### AUFGABE 1
Liste alle Zeilen auf, in denen die Zeichenfolge „display“ vorkommt. Groß- und Kleinschreibung ist dabei zu beachten.

Internationaler Tag zum Gedenken an die Opfer des Holocaust

Erziehung nach Auschwitz

„Die Forderung, dass Auschwitz nicht noch einmal sei, ist die allererste an Erziehung.“

(Theodor W. Adorno 1966).

Am 27. Januar ist Internationaler Holocaust- Gedenktag und zugleich der seit 1996 bundesweit  gesetzlich verankerte Gedenktag für die Opfer des Nationalsozialismus. Am 27. Januar 2020 ist es genau 75 Jahre her, dass sowjetische Truppen das Konzentrationslager  Auschwitz befreiten.

Auschwitz-Birkenau war das größte deutsche Vernichtungslager während der Zeit des Nationalsozialismus.  Es wurde 1941 auf dem Gebiet der Gemeinde Brzezinka (deutsch Birkenau) errichtet,  nahe der Stadt Oświęcim (deutsch Auschwitz) im von Deutschland besetzten Polen. Im Lagerkomplex Auschwitz wurden etwa 1,1 Millionen Menschen ermordet.

Heute sind von zwei der großen Konzentrationslager noch viele Teile erhalten. Sie sind öffentlich zugänglich als Bestandteil des Staatlichen Museums Auschwitz-Birkenau, Gedenkstätte des Holocaust und jüdischer Friedhof.

Auschwitz-Birkenau  wurde 1979 von der UNESCO unter dem Namen „ deutsches nationalsozialistisches Konzentrations- und Vernichtungslager (1940–1945)“ zum Weltkulturerbe erklärt.

In der Ernennungsurkunde heißt es, Auschwitz „ist ein Ort der kollektiven Erinnerung an dieses dunkle Kapitel in der Menschheitsgeschichte, ein Ort der Unterrichtung der nachfolgenden Generationen und ein Warnsignal für die vielfältigen Bedrohungen und tragischen Folgen extremistischer Ideologien und der Verleugnung der Menschenwürde.“

Es wird zahlreiche Veranstaltungen und Reden geben, nicht zuletzt in Israel und Auschwitz.

### LISTE DER ZEILEN
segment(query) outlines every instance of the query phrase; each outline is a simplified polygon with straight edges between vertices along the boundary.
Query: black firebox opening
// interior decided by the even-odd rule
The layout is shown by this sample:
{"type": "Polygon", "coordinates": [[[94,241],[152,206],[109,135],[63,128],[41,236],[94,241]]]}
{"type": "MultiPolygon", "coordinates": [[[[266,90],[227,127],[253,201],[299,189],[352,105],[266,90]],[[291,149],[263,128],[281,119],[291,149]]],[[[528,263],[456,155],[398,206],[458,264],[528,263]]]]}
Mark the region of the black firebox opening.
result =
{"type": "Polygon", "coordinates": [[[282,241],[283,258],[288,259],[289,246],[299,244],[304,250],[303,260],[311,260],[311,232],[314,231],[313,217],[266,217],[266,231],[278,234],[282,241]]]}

...

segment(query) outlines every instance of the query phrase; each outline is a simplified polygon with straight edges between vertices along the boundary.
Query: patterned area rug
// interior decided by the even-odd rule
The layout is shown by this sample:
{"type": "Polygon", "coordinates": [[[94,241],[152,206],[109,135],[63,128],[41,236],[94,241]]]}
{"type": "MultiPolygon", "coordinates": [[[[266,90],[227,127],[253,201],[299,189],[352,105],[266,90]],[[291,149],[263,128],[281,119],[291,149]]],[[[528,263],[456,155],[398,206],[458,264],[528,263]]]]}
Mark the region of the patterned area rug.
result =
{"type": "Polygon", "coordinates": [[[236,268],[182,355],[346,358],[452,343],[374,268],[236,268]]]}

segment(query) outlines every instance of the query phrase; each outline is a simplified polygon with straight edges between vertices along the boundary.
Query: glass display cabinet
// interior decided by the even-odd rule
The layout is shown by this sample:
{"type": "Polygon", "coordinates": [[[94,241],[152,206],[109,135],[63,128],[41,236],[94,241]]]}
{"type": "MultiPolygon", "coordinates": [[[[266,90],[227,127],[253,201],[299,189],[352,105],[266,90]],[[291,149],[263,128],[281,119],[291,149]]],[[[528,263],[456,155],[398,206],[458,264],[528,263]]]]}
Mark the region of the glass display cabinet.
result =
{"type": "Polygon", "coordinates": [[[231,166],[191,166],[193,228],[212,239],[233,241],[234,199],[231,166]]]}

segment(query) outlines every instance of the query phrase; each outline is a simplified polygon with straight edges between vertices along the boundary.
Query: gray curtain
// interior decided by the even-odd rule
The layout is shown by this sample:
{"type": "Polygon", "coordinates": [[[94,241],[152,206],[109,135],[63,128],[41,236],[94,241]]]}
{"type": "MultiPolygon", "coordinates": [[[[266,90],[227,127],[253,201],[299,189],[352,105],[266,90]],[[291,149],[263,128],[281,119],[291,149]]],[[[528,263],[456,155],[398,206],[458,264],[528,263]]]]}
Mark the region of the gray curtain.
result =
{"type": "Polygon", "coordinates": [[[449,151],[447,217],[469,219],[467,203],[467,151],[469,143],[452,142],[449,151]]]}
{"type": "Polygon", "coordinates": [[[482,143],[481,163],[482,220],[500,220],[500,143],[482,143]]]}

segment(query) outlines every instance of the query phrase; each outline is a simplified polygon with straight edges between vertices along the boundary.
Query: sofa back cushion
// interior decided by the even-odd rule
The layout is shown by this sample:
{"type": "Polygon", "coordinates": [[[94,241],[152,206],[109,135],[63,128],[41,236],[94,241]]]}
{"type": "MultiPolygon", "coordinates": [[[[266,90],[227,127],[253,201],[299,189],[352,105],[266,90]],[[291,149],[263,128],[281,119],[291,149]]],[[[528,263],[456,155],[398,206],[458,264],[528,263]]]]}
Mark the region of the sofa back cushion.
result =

### AUFGABE 2
Setze den Text zum Holocaust-Gedenktag im Anschluss an seinen letzten Satz fort.

### ENDGÜLTIGE ANTWORT 1
Query: glass display cabinet
Mark the region of the glass display cabinet.

### ENDGÜLTIGE ANTWORT 2
21 Regierungschefs haben ihre Teilnahme an den Gedenkfeierlichkeiten in Auschwitz zugesagt, darunter der deutsche Bundespräsident Steinmeier und Israels Präsident Rivlin. Die russisch-polnische Zwietracht über die Schuldfrage  zum Ausbruch des 2. Weltkrieges hat dazu geführt, dass  der russische Präsident seine Teilnahme abgesagt hat, wie bereits vor 5 Jahren, zum 70. Jahrestag der Befreiung Auschwitz.

Vielleicht ist es kein Zufall, dass der Internationale Tag der Bildung in unmittelbarer zeitlicher Nähe zum Holocaust-Gedenktag liegt. Im Dezember 2018 hatte die Generalversammlung der Vereinten Nationen den 24. Januar zum „UNESCO International Day of Education“ erklärt.

Mit Ziel Nr.4 der Nachhaltigkeitsagenda hat sich die Weltgemeinschaft verpflichtet, allen Menschen bis 2030 den Zugang zu einer hochwertigen, inklusiven und chancengerechten Bildung zu gewährleisten. Nicht erst seit der „Bildungsagenda 2030“ wird Bildung zum Menschenrecht. Sie ist in Artikel 26 der Allgemeinen Erklärung der Menschenrechte seit  dem 10.12.1948 fest verankert.

Aber um welche Bildung geht es heute?

Kann die Forderung von Theodor Adorno aus dem Jahre 1966 heute noch tragen?  Und was ist zu tun, damit Auschwitz nicht noch einmal sei? Oder anders gefragt: Tun wir genug, damit Auschwitz nicht noch einmal sei? In Schule und Unterricht hat sich seit 1966 Vieles zum Positiven gewandelt. Lehrplänen, Lehrbüchern und Unterrichtenden ist kein Vorwurf  der Verharmlosung oder der Leugnung mehr zu machen. Das Holocaust- Denkmal in Berlins Mitte verzeichnete einen Besucherrekord mit 480 000 Besuchern in 2019, nur im Informationsort unterhalb der Stelen.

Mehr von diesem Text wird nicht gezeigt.